冬の空古民家カフェの白い猫

姉妹3人で父親の見舞いに行くついでに実家の掃除をし荷物を片付けてきた。

掃除が一段落したところで古民家カフェでランチ。地元のじいさまとばあさまたちがゆるゆると楽しくランチしてた。そうか、おばあちゃんたちはみんなでこういうところで揃ってごはん食べるのが楽しみなのねと眺める。姉たちの口からは「家どうする?」「買ってくれる人がいたら売りたい」「●●さんから畑売ってほしいって電話があったの聞いた?」などという話や「父親の終末医療の施設探さなくちゃね」などと事務的な話が淡々と続く。大変に淡々と。そうなの、家ってこうやっておわってくの? こんなに淡々とおわってくの。家無くなっちゃう。よりどころ無くなっちゃう。私はこれからどうやって生きてくの? どこで死ぬの? 残りの人生どうするの? 子供もいないし猫は役に立たないし、一生バナーつくるのはいいとして、どうやって死んでくの? 食べてる振りして姉たちの会話に加わらず、ぼんやりと考える。あぁ私っておもったよりも、ぼんやりと生きてんだなーって反省した。

「ま、一周忌終わるまでは残しておこうかね」とコーヒー飲んでるところに姉に電話が。「誰だろ、この人?」と取ると、「あ、Yさんだ」と年上のいとこの名前を口にしながら通話を続ける。別の姉と「え、Yさん?」「なんで次女ちゃんところに?」とやりとりしてる間、「もしかして・・」と声に出そうとしたところで、「え、昨夜、亡くなられたのですか」と次女の声。

届いたのはおじさんの訃報でした。正確には母の姉の旦那さん。エネルギーの有り余ったパラフルな人で大の病院嫌い、健康に過ごしていたけれど実は長患いもしていて自宅でなんとか粘り続けていたけど、どうもこりゃいかんと入院し、その10日後に息を引き取った。母の姉のMさんのことを私たちは、母にならって「姉さん」と読んだりしてたけど、姉さんは今年は夏に妹を失い、秋に旦那さんまで失っちゃった。会う度に小さくなっていく姉さん。また小さくなっちゃう姉さん。

•••

» 設問
[1] 課題文によると、姉の電話に届いたのは誰の訃報でしたか。
[2] 課題文で、おじさんが入院するに至った経緯を、本文に書かれている事情に沿って説明してください。
[3] 課題文から、「姉妹3人で父親の見舞いに行くついでに実家の掃除をし荷物を片付けてきた。」を含む語句で始まり「られたのですか」と次女の声。」で終わる部分を抜き出してください。

•••

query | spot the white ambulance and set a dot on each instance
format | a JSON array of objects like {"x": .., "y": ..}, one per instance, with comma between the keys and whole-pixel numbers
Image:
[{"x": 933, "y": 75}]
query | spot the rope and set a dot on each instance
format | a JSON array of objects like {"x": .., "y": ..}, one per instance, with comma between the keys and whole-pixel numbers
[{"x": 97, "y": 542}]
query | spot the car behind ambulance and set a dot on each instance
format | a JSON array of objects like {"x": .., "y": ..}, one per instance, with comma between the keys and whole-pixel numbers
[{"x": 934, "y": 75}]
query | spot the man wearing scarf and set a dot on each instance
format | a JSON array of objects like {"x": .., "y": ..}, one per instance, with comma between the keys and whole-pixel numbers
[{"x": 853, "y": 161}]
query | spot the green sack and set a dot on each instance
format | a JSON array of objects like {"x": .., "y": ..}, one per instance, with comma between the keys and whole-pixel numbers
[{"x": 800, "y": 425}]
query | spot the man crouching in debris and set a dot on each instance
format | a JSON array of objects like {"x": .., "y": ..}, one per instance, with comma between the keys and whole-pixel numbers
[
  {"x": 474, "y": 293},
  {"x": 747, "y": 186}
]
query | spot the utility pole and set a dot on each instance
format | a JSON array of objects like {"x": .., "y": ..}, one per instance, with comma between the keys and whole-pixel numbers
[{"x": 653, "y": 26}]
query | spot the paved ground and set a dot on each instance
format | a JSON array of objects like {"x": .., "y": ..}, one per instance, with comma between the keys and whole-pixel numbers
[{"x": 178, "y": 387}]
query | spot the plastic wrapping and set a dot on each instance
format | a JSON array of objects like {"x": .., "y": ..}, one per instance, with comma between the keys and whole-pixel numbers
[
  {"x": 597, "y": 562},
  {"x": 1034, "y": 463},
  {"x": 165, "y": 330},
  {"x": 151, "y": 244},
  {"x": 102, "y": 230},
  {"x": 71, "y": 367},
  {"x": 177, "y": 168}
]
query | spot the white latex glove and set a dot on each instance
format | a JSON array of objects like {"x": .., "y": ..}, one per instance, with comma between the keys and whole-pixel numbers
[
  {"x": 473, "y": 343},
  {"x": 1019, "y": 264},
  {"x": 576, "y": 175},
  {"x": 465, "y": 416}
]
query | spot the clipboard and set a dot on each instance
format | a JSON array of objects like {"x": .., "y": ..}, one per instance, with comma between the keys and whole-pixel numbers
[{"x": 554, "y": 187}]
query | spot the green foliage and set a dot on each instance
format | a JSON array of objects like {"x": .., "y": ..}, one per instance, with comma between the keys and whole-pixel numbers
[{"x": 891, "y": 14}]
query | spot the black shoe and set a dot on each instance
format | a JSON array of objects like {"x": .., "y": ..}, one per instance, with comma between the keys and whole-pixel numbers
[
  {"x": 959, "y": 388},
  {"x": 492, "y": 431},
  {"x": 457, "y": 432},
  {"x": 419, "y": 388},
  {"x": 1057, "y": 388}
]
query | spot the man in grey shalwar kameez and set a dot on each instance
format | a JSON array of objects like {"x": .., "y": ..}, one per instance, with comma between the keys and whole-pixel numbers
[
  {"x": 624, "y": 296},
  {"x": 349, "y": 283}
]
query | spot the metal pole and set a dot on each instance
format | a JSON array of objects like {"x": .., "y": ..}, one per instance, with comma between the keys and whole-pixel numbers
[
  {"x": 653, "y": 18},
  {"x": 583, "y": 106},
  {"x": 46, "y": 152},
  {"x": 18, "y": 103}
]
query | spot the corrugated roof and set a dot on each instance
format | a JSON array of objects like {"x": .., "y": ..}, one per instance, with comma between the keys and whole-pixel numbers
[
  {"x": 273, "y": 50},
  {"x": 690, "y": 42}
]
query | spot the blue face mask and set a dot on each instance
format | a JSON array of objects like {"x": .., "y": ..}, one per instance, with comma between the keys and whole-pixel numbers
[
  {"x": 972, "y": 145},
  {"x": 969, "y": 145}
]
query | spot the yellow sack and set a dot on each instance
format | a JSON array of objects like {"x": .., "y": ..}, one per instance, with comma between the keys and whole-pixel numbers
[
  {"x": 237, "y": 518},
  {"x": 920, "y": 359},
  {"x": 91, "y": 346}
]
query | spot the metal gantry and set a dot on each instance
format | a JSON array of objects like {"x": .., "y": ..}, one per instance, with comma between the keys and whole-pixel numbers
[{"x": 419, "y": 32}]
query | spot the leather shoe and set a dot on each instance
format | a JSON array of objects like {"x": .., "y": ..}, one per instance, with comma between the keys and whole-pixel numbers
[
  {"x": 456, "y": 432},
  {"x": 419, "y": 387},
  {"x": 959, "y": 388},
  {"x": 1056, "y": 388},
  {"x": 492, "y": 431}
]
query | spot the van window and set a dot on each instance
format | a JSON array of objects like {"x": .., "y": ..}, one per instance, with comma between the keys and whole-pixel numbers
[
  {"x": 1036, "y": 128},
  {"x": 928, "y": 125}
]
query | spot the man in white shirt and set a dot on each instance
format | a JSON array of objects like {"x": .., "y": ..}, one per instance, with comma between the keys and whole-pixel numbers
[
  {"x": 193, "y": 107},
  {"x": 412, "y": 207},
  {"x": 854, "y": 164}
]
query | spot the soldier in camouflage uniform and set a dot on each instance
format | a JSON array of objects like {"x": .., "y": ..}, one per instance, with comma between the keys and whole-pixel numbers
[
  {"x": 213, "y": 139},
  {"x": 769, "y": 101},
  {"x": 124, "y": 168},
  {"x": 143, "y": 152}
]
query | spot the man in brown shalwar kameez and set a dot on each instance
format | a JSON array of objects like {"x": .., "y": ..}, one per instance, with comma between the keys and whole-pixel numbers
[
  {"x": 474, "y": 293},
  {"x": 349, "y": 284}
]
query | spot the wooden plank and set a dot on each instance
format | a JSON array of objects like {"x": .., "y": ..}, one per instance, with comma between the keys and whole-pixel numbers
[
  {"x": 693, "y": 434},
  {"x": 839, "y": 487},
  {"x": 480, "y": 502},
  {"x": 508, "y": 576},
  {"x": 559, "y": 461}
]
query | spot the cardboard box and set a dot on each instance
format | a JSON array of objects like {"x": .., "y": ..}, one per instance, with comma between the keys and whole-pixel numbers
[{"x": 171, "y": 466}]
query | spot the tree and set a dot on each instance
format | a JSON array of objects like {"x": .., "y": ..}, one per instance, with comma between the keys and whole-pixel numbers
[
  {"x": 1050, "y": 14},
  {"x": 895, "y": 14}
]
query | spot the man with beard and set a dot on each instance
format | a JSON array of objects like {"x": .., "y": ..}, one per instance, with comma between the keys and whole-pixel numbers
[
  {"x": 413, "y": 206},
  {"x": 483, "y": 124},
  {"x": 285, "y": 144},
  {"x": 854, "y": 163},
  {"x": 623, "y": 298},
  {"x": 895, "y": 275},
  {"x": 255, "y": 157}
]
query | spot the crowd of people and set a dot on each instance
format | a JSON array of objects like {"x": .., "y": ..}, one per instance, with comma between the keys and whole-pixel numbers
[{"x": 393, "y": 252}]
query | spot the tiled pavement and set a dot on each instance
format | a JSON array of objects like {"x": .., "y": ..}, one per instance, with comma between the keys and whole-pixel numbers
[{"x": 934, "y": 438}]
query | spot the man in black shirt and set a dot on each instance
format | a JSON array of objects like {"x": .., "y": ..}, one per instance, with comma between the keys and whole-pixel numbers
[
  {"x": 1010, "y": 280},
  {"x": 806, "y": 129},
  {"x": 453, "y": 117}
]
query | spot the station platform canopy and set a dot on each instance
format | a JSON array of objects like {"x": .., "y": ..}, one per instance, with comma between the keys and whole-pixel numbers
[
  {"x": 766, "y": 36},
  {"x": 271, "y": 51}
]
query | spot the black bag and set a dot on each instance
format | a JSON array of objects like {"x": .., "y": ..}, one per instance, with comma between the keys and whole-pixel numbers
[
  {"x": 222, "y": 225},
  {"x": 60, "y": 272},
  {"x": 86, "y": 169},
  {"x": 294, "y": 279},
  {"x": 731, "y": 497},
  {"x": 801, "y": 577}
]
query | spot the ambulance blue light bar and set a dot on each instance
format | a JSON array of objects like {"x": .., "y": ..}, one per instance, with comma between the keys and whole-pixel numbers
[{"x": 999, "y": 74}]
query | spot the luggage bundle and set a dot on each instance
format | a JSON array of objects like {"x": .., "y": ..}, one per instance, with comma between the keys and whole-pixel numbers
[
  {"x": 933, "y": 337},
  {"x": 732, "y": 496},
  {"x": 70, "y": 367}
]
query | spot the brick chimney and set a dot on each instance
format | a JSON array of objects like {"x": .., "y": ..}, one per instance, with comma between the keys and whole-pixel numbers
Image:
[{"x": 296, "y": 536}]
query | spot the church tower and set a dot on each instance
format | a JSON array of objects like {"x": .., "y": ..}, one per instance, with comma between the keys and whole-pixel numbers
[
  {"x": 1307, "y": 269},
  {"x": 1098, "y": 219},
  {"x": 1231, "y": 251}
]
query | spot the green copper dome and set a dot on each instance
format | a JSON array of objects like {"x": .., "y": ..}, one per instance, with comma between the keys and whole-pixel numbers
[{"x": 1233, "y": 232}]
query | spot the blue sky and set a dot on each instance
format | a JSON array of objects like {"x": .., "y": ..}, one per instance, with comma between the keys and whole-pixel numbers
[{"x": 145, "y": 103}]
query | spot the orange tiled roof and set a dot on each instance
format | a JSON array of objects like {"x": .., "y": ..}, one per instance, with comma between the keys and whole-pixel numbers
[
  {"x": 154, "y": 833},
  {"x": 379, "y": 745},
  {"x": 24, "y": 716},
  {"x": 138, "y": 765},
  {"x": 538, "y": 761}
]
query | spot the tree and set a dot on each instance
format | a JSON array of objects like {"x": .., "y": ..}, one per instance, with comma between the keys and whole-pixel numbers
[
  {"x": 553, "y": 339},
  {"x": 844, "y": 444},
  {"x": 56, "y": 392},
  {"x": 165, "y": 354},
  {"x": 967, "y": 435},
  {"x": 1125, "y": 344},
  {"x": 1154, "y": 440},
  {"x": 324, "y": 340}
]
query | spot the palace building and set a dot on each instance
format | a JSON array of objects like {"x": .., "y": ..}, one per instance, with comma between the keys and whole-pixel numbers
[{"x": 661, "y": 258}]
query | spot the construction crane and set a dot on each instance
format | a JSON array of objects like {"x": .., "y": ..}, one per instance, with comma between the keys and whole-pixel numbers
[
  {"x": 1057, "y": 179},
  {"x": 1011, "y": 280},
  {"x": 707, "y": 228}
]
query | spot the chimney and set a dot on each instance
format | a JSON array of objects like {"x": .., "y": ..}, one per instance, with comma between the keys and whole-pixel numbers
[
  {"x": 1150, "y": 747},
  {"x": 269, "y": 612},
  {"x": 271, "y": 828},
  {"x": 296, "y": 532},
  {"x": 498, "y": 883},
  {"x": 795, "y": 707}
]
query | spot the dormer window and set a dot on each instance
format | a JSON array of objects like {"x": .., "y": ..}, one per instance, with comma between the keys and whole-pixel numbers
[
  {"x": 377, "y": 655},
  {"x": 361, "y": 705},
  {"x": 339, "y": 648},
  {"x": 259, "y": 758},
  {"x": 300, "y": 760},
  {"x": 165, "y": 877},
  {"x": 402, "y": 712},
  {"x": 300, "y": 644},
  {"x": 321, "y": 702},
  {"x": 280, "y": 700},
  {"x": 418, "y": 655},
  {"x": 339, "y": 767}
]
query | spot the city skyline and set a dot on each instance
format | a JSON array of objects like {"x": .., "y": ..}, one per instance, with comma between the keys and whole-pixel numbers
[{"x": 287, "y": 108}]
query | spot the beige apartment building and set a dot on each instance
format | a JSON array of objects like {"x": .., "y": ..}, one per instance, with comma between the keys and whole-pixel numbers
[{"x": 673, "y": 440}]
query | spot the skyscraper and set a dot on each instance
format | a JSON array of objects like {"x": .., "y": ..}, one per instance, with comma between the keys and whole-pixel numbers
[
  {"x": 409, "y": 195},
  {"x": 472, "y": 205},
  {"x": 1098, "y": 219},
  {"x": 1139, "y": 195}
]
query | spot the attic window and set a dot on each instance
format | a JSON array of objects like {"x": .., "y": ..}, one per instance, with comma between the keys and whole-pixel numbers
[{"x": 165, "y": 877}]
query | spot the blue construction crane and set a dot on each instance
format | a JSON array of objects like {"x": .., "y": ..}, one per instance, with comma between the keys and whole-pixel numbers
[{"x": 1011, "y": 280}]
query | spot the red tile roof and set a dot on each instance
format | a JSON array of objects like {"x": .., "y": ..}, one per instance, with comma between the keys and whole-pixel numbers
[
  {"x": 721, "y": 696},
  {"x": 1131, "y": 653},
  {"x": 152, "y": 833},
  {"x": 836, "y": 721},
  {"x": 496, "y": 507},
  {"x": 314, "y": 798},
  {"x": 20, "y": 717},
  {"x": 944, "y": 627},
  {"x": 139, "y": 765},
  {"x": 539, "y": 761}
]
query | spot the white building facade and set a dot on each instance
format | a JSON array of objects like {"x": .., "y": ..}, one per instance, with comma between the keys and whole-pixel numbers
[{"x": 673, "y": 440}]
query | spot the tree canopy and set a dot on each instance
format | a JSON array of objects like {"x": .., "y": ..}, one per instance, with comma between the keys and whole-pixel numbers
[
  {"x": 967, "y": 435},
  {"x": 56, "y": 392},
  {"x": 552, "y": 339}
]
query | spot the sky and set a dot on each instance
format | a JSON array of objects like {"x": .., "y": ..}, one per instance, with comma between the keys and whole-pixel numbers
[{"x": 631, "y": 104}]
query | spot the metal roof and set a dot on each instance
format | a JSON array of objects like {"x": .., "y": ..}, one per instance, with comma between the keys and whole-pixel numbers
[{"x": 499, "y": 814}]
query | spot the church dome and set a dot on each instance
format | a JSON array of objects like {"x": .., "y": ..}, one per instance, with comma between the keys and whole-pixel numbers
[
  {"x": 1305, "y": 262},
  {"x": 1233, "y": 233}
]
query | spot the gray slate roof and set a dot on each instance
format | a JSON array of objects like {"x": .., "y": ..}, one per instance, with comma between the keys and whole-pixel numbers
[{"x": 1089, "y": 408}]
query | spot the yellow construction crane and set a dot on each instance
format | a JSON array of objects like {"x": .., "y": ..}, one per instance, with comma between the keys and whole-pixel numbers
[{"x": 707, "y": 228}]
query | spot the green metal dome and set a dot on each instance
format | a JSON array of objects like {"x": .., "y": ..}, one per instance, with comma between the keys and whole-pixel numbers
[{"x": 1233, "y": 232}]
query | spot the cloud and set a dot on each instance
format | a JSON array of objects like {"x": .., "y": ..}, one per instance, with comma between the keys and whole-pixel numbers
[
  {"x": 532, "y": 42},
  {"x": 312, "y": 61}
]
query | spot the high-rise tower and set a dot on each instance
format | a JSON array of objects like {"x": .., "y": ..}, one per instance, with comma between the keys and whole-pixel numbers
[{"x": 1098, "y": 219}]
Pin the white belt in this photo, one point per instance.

•••

» 解答例
[1] 母の姉の旦那さんであるおじさんの訃報でした。

[2] おじさんは大の病院嫌いで、実は長患いもしながら自宅でなんとか粘り続けていました。しかし、どうもこりゃいかんということになって入院しました。

[3]
姉妹3人で父親の見舞いに行くついでに実家の掃除をし荷物を片付けてきた。

掃除が一段落したところで古民家カフェでランチ。地元のじいさまとばあさまたちがゆるゆると楽しくランチしてた。そうか、おばあちゃんたちはみんなでこういうところで揃ってごはん食べるのが楽しみなのねと眺める。姉たちの口からは「家どうする?」「買ってくれる人がいたら売りたい」「●●さんから畑売ってほしいって電話があったの聞いた?」などという話や「父親の終末医療の施設探さなくちゃね」などと事務的な話が淡々と続く。大変に淡々と。そうなの、家ってこうやっておわってくの? こんなに淡々とおわってくの。家無くなっちゃう。よりどころ無くなっちゃう。私はこれからどうやって生きてくの? どこで死ぬの? 残りの人生どうするの? 子供もいないし猫は役に立たないし、一生バナーつくるのはいいとして、どうやって死んでくの? 食べてる振りして姉たちの会話に加わらず、ぼんやりと考える。あぁ私っておもったよりも、ぼんやりと生きてんだなーって反省した。

「ま、一周忌終わるまでは残しておこうかね」とコーヒー飲んでるところに姉に電話が。「誰だろ、この人?」と取ると、「あ、Yさんだ」と年上のいとこの名前を口にしながら通話を続ける。別の姉と「え、Yさん?」「なんで次女ちゃんところに?」とやりとりしてる間、「もしかして・・」と声に出そうとしたところで、「え、昨夜、亡くなられたのですか」と次女の声。